Aim ->
Begin at the line that has "Objective — for every instance of the lavender" and stop after the last line of the items, then write out every line in that span with -62 added to each point coordinate in the answers. Leave the pictures out.

Task data ->
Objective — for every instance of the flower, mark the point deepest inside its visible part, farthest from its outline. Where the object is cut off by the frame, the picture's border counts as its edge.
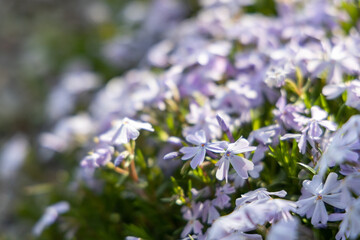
(240, 164)
(100, 157)
(124, 130)
(350, 226)
(192, 215)
(209, 213)
(51, 214)
(314, 196)
(332, 91)
(343, 147)
(311, 130)
(284, 230)
(222, 199)
(198, 153)
(260, 193)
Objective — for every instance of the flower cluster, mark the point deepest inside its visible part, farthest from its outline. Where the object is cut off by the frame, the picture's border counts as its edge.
(235, 103)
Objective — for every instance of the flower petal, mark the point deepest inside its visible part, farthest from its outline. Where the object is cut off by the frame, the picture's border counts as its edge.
(198, 159)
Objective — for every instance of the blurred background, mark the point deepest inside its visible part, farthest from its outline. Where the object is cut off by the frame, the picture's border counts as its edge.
(54, 55)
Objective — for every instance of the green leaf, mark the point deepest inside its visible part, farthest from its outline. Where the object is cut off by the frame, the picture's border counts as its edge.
(310, 169)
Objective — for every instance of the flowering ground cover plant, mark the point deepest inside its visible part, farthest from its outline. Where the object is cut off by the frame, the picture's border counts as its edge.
(242, 122)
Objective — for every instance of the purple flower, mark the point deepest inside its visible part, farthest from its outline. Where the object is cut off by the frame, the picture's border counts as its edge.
(311, 130)
(222, 199)
(192, 215)
(209, 213)
(350, 225)
(240, 164)
(124, 130)
(284, 230)
(343, 147)
(249, 216)
(203, 118)
(100, 157)
(198, 153)
(314, 196)
(353, 92)
(286, 114)
(51, 214)
(258, 194)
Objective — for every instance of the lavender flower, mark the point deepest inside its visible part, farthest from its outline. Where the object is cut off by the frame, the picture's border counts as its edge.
(51, 214)
(248, 216)
(353, 92)
(311, 131)
(343, 147)
(350, 225)
(222, 199)
(286, 114)
(284, 230)
(314, 196)
(100, 157)
(124, 130)
(198, 153)
(240, 164)
(209, 213)
(192, 215)
(258, 194)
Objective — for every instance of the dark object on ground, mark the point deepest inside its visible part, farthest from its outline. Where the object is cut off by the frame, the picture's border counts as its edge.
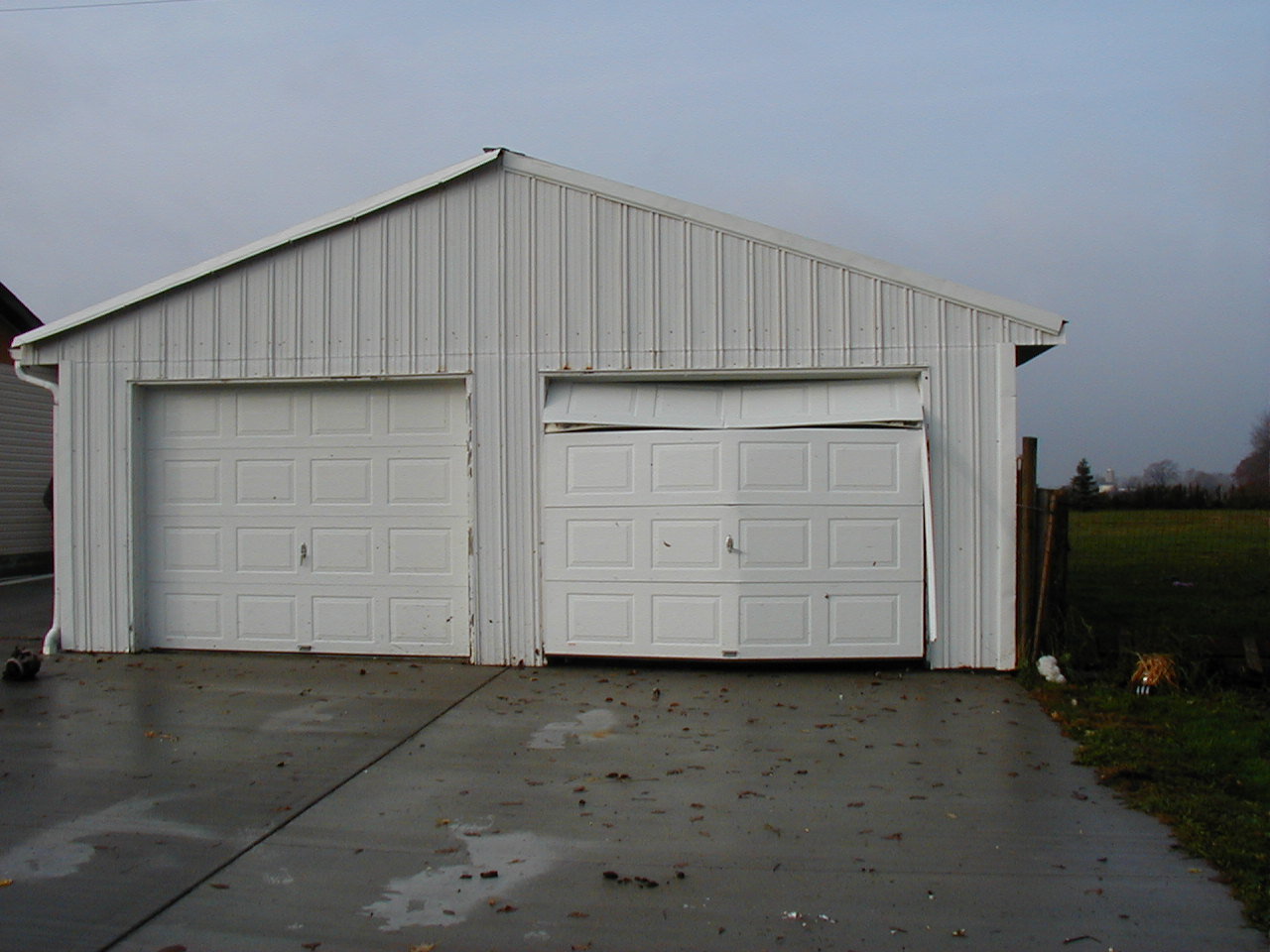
(23, 664)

Answer to this exercise ->
Objective — for every instance of the lavender flower, mark the point deepest inside its visible part, farthest from its outline. Where the object is cut off by the frame, the picture's border counts as its edge.
(-11, 152)
(186, 154)
(291, 30)
(249, 69)
(281, 85)
(288, 163)
(160, 137)
(224, 52)
(222, 168)
(252, 134)
(38, 95)
(62, 68)
(136, 91)
(178, 102)
(147, 151)
(130, 153)
(196, 132)
Objective — for every instance of the dark object on ground, mark the point deepest inside its visible part, farthest from its outline. Where the object is cut off by the frame, the picture's border counts as its edge.
(-39, 602)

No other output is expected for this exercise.